- _Task data_
───
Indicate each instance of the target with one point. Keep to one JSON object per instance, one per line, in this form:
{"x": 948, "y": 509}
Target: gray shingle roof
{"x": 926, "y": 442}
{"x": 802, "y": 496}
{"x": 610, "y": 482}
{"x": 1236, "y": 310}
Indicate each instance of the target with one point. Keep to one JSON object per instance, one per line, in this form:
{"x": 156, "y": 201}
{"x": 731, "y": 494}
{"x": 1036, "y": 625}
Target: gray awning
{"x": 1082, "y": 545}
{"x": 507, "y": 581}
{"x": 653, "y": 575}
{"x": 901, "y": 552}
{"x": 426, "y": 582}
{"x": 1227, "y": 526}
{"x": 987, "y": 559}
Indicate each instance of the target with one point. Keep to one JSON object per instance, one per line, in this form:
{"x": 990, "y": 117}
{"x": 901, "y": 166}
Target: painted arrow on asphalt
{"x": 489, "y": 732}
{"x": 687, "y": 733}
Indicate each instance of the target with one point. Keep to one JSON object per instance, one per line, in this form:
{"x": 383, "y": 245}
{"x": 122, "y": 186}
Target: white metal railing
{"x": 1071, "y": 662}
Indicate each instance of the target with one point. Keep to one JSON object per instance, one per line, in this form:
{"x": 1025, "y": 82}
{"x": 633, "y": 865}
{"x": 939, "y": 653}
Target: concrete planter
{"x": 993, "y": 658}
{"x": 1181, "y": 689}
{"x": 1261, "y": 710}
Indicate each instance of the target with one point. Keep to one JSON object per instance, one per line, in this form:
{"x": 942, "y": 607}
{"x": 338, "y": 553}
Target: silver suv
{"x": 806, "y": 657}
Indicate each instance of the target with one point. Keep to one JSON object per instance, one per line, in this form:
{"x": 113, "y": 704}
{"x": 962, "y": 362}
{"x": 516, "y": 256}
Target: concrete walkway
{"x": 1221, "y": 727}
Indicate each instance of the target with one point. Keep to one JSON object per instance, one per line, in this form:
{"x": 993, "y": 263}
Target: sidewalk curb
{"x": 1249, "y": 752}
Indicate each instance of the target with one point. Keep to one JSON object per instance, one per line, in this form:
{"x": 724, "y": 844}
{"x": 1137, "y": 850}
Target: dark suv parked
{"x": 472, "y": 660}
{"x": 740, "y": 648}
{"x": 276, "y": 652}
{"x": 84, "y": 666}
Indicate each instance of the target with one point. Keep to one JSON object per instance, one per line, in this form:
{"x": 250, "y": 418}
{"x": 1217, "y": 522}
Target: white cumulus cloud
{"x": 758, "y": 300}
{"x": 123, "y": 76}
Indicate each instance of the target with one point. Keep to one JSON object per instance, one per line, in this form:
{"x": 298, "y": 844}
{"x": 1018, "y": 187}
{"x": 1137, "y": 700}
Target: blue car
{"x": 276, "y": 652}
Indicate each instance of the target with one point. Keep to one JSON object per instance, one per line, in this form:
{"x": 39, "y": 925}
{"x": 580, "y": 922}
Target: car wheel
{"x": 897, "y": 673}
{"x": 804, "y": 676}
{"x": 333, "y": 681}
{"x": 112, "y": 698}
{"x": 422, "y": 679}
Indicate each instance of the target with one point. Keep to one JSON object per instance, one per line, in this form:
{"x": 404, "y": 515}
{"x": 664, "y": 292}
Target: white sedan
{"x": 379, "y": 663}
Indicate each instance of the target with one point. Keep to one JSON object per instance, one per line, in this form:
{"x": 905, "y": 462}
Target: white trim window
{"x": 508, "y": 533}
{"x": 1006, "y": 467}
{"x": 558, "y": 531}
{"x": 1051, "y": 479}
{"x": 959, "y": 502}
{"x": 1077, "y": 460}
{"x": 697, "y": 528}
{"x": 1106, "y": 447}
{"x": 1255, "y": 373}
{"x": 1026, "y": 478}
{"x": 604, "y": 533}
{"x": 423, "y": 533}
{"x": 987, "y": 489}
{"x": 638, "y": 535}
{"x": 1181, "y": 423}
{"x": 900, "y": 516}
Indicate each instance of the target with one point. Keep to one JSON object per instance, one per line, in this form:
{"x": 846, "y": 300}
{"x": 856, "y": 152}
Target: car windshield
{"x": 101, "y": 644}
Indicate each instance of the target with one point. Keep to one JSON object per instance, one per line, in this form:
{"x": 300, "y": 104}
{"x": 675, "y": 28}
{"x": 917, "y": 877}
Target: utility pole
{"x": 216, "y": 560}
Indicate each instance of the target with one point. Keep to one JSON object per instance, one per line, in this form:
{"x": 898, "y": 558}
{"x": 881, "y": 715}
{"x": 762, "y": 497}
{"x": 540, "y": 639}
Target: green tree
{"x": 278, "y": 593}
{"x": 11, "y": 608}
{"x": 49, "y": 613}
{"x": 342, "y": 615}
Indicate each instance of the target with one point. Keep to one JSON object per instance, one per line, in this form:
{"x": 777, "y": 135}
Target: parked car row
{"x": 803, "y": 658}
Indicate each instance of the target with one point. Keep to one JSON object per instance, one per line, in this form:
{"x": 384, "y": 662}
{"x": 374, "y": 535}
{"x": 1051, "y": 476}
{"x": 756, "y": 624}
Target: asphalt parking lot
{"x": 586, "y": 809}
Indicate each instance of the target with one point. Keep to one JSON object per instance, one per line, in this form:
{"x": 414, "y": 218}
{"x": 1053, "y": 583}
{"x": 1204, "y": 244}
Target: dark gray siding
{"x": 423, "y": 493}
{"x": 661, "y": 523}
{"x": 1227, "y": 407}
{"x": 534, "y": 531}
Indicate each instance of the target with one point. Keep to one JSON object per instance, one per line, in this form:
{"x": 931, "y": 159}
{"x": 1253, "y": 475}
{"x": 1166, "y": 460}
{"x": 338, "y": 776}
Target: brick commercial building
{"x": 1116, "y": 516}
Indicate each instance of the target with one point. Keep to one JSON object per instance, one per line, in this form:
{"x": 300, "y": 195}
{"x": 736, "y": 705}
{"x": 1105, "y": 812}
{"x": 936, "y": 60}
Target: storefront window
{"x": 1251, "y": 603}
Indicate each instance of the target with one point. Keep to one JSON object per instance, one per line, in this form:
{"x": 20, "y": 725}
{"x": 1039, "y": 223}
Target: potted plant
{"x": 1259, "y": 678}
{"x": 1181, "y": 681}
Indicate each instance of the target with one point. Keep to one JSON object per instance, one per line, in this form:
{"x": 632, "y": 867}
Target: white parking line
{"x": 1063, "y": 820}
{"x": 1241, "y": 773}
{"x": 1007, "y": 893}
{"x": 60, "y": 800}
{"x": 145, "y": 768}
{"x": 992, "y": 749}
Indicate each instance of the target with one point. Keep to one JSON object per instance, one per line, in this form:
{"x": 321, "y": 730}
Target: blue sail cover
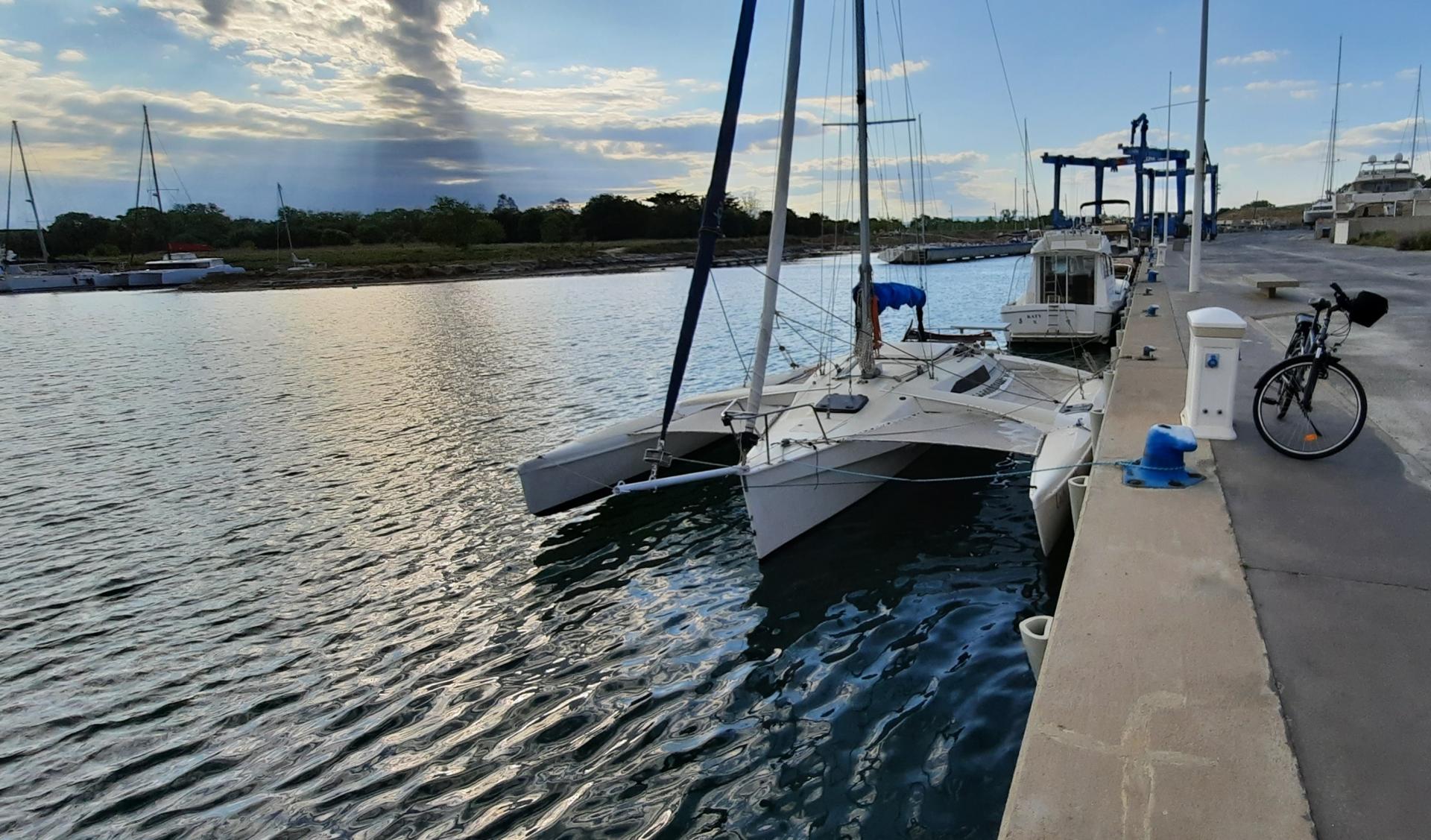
───
Pictures are to be omitted; set down the rest of the entries exactly as given.

Indicate each instance of the target with one point. Keep to one JSON object per instance, one per line, in this form:
{"x": 948, "y": 509}
Target: gray shingle roof
{"x": 926, "y": 442}
{"x": 802, "y": 496}
{"x": 610, "y": 482}
{"x": 1236, "y": 310}
Indicate each instance of the target with one point. Keep to one JSON object per instance, one per line, in this form:
{"x": 156, "y": 201}
{"x": 731, "y": 494}
{"x": 1036, "y": 625}
Target: gray awning
{"x": 1082, "y": 545}
{"x": 507, "y": 581}
{"x": 653, "y": 575}
{"x": 901, "y": 552}
{"x": 426, "y": 582}
{"x": 1227, "y": 526}
{"x": 987, "y": 559}
Indicate each instance of the target with one point. Keep to one JSON object per instance, one per line, in this form:
{"x": 990, "y": 117}
{"x": 901, "y": 166}
Target: painted arrow on asphalt
{"x": 489, "y": 732}
{"x": 687, "y": 733}
Indicate each instance of the target with one point. Keep to one JSON object per instance, one per line, in this form:
{"x": 383, "y": 245}
{"x": 122, "y": 186}
Target: white metal railing
{"x": 1071, "y": 662}
Indicate each instance of the target with one point. Keep to one JSON object per instance, one per line, in this form:
{"x": 1025, "y": 82}
{"x": 633, "y": 865}
{"x": 939, "y": 653}
Target: concrete planter
{"x": 993, "y": 658}
{"x": 1181, "y": 689}
{"x": 1261, "y": 710}
Indicate each instance of the target with one point. Keep to one JSON object per instance, one per line, in this form:
{"x": 942, "y": 607}
{"x": 338, "y": 553}
Target: silver suv
{"x": 806, "y": 657}
Indicate each instance of the target with one point. Keep to one JSON object per instance, one per line, in this form:
{"x": 113, "y": 704}
{"x": 962, "y": 362}
{"x": 516, "y": 256}
Target: concrete walkway
{"x": 1221, "y": 727}
Indicate each instance of the target with one point. Keep to one JSON object per instance, one per line, in this form:
{"x": 993, "y": 263}
Target: sidewalk curb
{"x": 1249, "y": 752}
Indicate each instance of the target with one point. Keep to one JSON object per instance, one per line, in this form:
{"x": 724, "y": 844}
{"x": 1137, "y": 850}
Target: dark suv parked
{"x": 472, "y": 660}
{"x": 740, "y": 648}
{"x": 276, "y": 652}
{"x": 84, "y": 666}
Indicate each instance of the target with one point. Keep to one JSON object per instance, one per line, in this form:
{"x": 250, "y": 418}
{"x": 1217, "y": 522}
Target: white cumulus cloud
{"x": 758, "y": 300}
{"x": 123, "y": 76}
Indicate each instance of the target with one point. Keep to one JSON object per instance, one per line, in this form:
{"x": 298, "y": 844}
{"x": 1018, "y": 187}
{"x": 1137, "y": 700}
Target: blue car
{"x": 276, "y": 652}
Indicate each instance of the target with one point. Keep to one JSON object per instance, one per line, in this form:
{"x": 39, "y": 925}
{"x": 580, "y": 922}
Target: car wheel
{"x": 897, "y": 673}
{"x": 804, "y": 676}
{"x": 333, "y": 681}
{"x": 112, "y": 698}
{"x": 422, "y": 679}
Indicate each instance of the target with one point. Keep to one JSON object per instance, one per line, in this form:
{"x": 404, "y": 515}
{"x": 664, "y": 292}
Target: white sedan
{"x": 379, "y": 663}
Indicate each instance of the target with one point. Keep to one JSON object per instance, one per line, in this form:
{"x": 905, "y": 462}
Target: white trim window
{"x": 508, "y": 533}
{"x": 1006, "y": 467}
{"x": 558, "y": 531}
{"x": 1051, "y": 479}
{"x": 959, "y": 502}
{"x": 1077, "y": 460}
{"x": 697, "y": 528}
{"x": 1106, "y": 447}
{"x": 1255, "y": 373}
{"x": 1026, "y": 478}
{"x": 604, "y": 533}
{"x": 423, "y": 533}
{"x": 987, "y": 489}
{"x": 638, "y": 535}
{"x": 1181, "y": 423}
{"x": 900, "y": 516}
Indicate each instance of the target with one point. Keep to one JSON object per instance, one per line, in this form:
{"x": 846, "y": 300}
{"x": 856, "y": 152}
Target: car windshield
{"x": 101, "y": 644}
Indicate each instance of the target with one point. Keep to one JSON object per instance, one per line, in this form:
{"x": 300, "y": 104}
{"x": 675, "y": 28}
{"x": 917, "y": 877}
Target: utility pole
{"x": 216, "y": 560}
Indicate each instance of the target with one point. Keep to one JSON object per instance, one per line, in this form:
{"x": 898, "y": 558}
{"x": 881, "y": 715}
{"x": 762, "y": 497}
{"x": 540, "y": 639}
Target: green tree
{"x": 278, "y": 593}
{"x": 11, "y": 608}
{"x": 49, "y": 613}
{"x": 342, "y": 615}
Indicate each instance of the target with one point. Keep to one JSON object per instance, one per line, in this form:
{"x": 777, "y": 135}
Target: parked car row
{"x": 803, "y": 658}
Indicate each instance of the target with one point. Keep to one JSON object per instance, one per line, in this form:
{"x": 384, "y": 662}
{"x": 374, "y": 535}
{"x": 1051, "y": 476}
{"x": 756, "y": 624}
Target: asphalt parking lot
{"x": 586, "y": 809}
Indicate each instance of the target with one point. Keep to one JSON object per instance, one per line, in this form:
{"x": 414, "y": 218}
{"x": 1053, "y": 583}
{"x": 1204, "y": 244}
Target: dark gray siding
{"x": 423, "y": 493}
{"x": 661, "y": 523}
{"x": 1227, "y": 407}
{"x": 534, "y": 531}
Indicate each instance of the target with one point. Keep to one JSON object per instance, one per line, in this form:
{"x": 931, "y": 159}
{"x": 1253, "y": 475}
{"x": 1166, "y": 460}
{"x": 338, "y": 776}
Target: brick commercial building
{"x": 1116, "y": 516}
Indicate each instance of the target with one point. Keep to one JSON object per instance, one per line, in this form:
{"x": 300, "y": 195}
{"x": 736, "y": 705}
{"x": 1105, "y": 812}
{"x": 936, "y": 60}
Target: storefront window
{"x": 1251, "y": 603}
Indicate each instance of the target with one point. Keep to one JSON object per instance, one per line, in this form:
{"x": 20, "y": 725}
{"x": 1039, "y": 223}
Target: potted plant
{"x": 1259, "y": 678}
{"x": 1181, "y": 681}
Indicate each instance of the target with one point. Keep to one JSON object per instance, one per line, in this form:
{"x": 632, "y": 867}
Target: white parking line
{"x": 1063, "y": 820}
{"x": 1241, "y": 773}
{"x": 1007, "y": 893}
{"x": 60, "y": 800}
{"x": 145, "y": 768}
{"x": 992, "y": 749}
Indicate each instance of the target with one point. Keep to one JSON object per instance, one per line, in this form:
{"x": 321, "y": 730}
Target: blue sail cover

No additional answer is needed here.